Write out the part of the electricity flashcards below that runs from "Electricity Flashcards" up to and including "charge (R = V/I)", copying it word for word.

SUPPLIED TEXT START

Electricity Flashcards
Current
Rate of flow of charge (I = Q/t)
Voltage
Work done per unit charge (V = W/Q)
Resistance
Opposition to the flow of charge (R = V/I)
Ohm’s Law
- current in a conductor is proportional to the potential difference applied to it
- provided physical conditions such as temperature remain constant
- constant of proportionality given by R, resistance
Describe I-V graph for ohmic conductor
- current is directly proportional to potential difference
- since resistance remains the same
- passes through origin
Describe I-V graph for filament lamp (non-ohmic conductor)
- s-shaped curve passing through origin
- current directly proportional to potential difference initially
- then resistance increases with current due to increasing temperature
Describe I-V graph for semiconductor diode
- n shaped curve passing through origin
- forward biased diode allows current to pass through with low resistance (steep gradient) when threshold voltage is reached
- reverse biased diode does not allow current to pass through but there is some leaking current
- if potential difference is high enough in reverse then diode can break at break down voltage allowing infinite current to pass
How to draw V-I graph based on I-V graph
inverse graphs so reflection in y=x
State resistance of ammeter
zero
State resistance of voltmeter
infinite resistance
Suggest why voltmeters are not connected in series when measuring voltage through a component
- voltmeter has infinite resistance
- impedes the flow of charge
- smaller current would flow through the component so measured voltage would be lower than true value
Suggest why an ammeter connected in parallel would stop a circuit from working
- ammeter has zero resistance
- if connected in parallel a large current would flow
- since current moves through the path of least resistance
- wire in the ammeter would burn out resulting in short circuit
Resistivity
- quantifies how strongly a given material opposes the flow of electric current
- ρ = RA/L where ρ= resistivity (Ωm), R=resistance (Ω), A=cross-sectional area (m2), L=length (m)

SUPPLIED TEXT END
DATA SHOWN START

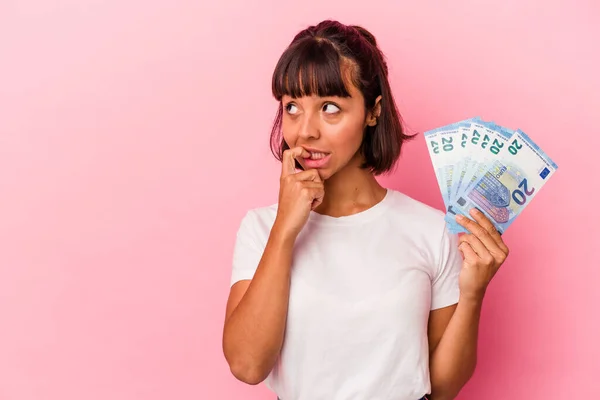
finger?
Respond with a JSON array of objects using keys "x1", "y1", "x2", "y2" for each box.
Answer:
[
  {"x1": 310, "y1": 187, "x2": 325, "y2": 210},
  {"x1": 281, "y1": 147, "x2": 310, "y2": 178},
  {"x1": 458, "y1": 242, "x2": 478, "y2": 265},
  {"x1": 458, "y1": 234, "x2": 494, "y2": 263},
  {"x1": 456, "y1": 214, "x2": 502, "y2": 257},
  {"x1": 296, "y1": 169, "x2": 321, "y2": 182},
  {"x1": 469, "y1": 208, "x2": 508, "y2": 253}
]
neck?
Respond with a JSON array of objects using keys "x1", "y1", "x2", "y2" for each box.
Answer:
[{"x1": 315, "y1": 159, "x2": 386, "y2": 217}]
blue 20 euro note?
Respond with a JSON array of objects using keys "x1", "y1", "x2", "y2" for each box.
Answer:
[{"x1": 426, "y1": 117, "x2": 558, "y2": 233}]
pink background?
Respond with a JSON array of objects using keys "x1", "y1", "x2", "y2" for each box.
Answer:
[{"x1": 0, "y1": 0, "x2": 600, "y2": 400}]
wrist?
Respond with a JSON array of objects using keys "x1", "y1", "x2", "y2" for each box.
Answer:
[
  {"x1": 270, "y1": 219, "x2": 298, "y2": 246},
  {"x1": 458, "y1": 291, "x2": 485, "y2": 307}
]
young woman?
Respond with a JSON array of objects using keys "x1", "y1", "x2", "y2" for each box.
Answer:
[{"x1": 223, "y1": 21, "x2": 508, "y2": 400}]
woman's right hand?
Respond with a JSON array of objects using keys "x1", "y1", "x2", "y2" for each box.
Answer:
[{"x1": 275, "y1": 147, "x2": 325, "y2": 238}]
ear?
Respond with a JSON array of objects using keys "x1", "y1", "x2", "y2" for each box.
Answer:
[{"x1": 367, "y1": 95, "x2": 381, "y2": 126}]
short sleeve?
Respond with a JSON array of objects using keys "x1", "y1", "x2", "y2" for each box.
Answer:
[
  {"x1": 431, "y1": 226, "x2": 463, "y2": 310},
  {"x1": 230, "y1": 211, "x2": 263, "y2": 286}
]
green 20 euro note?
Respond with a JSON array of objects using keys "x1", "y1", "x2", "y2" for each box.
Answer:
[{"x1": 425, "y1": 117, "x2": 558, "y2": 233}]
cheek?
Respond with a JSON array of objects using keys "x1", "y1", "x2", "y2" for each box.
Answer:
[
  {"x1": 328, "y1": 120, "x2": 363, "y2": 157},
  {"x1": 281, "y1": 119, "x2": 298, "y2": 147}
]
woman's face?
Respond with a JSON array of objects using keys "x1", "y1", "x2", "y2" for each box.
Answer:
[{"x1": 281, "y1": 76, "x2": 376, "y2": 180}]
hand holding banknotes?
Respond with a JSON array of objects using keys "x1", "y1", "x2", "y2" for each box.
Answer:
[
  {"x1": 457, "y1": 208, "x2": 509, "y2": 301},
  {"x1": 275, "y1": 147, "x2": 324, "y2": 237},
  {"x1": 425, "y1": 117, "x2": 558, "y2": 234}
]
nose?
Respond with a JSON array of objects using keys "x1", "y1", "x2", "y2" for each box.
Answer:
[{"x1": 298, "y1": 113, "x2": 320, "y2": 140}]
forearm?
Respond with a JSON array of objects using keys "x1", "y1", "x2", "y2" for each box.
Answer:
[
  {"x1": 430, "y1": 297, "x2": 483, "y2": 400},
  {"x1": 223, "y1": 225, "x2": 294, "y2": 384}
]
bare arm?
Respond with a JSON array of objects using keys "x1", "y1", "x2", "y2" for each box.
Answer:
[
  {"x1": 223, "y1": 225, "x2": 294, "y2": 385},
  {"x1": 430, "y1": 209, "x2": 509, "y2": 400}
]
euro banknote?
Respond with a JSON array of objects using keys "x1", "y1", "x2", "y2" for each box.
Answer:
[{"x1": 424, "y1": 117, "x2": 558, "y2": 233}]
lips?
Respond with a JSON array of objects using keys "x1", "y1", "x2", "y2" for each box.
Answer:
[{"x1": 302, "y1": 147, "x2": 331, "y2": 168}]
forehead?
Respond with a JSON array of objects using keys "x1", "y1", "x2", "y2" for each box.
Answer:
[{"x1": 272, "y1": 38, "x2": 360, "y2": 100}]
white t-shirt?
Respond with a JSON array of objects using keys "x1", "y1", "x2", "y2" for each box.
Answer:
[{"x1": 231, "y1": 189, "x2": 462, "y2": 400}]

DATA SHOWN END

## [RESULT OF THE TASK]
Electricity Flashcards
Current
Rate of flow of charge (I = Q/t)
Voltage
Work done per unit charge (V = W/Q)
Resistance
Opposition to the flow of charge (R = V/I)